GIVEN REQUEST 1 ▸ In the tune update thread, how many different laptops did gregeshleman try without getting ezflash 1.25 to detect the car?
GIVEN REQUEST 2 ▸ Please copy the tune update thread word for word between "Take it you" and "(May 29, 2013)", inclusive.

# Tune update



## gregeshleman (Jan 6, 2011)

Just received a tune update. I was wondering, do I flash back to stock then flash the update or just flash the update.

Sent from my SAMSUNG-SM-G900A using Tapatalk


----------



## chris10 (Oct 22, 2014)

Just flash the update and enjoy.


----------



## gregeshleman (Jan 6, 2011)

I can not get ezflash 1.25 to detect my car I have tries 3 different laptops. 

Sent from my SAMSUNG-SM-G900A using Tapatalk


----------



## Patman (May 7, 2011)

gregeshleman said:


> I can not get ezflash 1.25 to detect my car I have tries 3 different laptops.
> 
> Sent from my SAMSUNG-SM-G900A using Tapatalk


I had the same problem. Download 1.15(WOT told me to try that and try that one and make sure you cable is connected to the OBDII correctly. As I said, I had the same problems. It took a few times but I finally got it all to connect and work. Here is the message they sent to me:
*[email protected]* 17 June 2015 - 02:58 PM

Hello,
Thanks for the follow up. Please try using v1.15 instead of 1.25. It can be found in your download section.
Let me know if you continue to experience issues.

Thanks,
Michael


----------



## gregeshleman (Jan 6, 2011)

1.15 works I can read codes and get info out of the ecm and tcm but 1.15 says to only use when instructed so I did not want to use it until they said so. Thanks 

Sent from my SAMSUNG-SM-G900A using Tapatalk


----------



## Patman (May 7, 2011)

gregeshleman said:


> 1.15 works I can read codes and get info out of the ecm and tcm but 1.15 says to only use when instructed so I did not want to use it until they said so. Thanks
> 
> Sent from my SAMSUNG-SM-G900A using Tapatalk


Take it you have been instructed to!!! If you want the tune to install. I thought the same but it worked fine. If you can read codes you are good and can upgrade your tune. Tune on man! The "tune police" will not arrest you if you use it ! LOL


----------



## warplane95 (May 29, 2013)

GIVEN RECORDS ▸
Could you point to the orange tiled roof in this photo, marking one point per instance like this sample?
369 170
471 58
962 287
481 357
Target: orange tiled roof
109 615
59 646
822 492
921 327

FULL OUTPUT 1 ▸ Three laptops.

FULL OUTPUT 2 ▸
Take it you have been instructed to!!! If you want the tune to install. I thought the same but it worked fine. If you can read codes you are good and can upgrade your tune. Tune on man! The "tune police" will not arrest you if you use it ! LOL


----------



## warplane95 (May 29, 2013)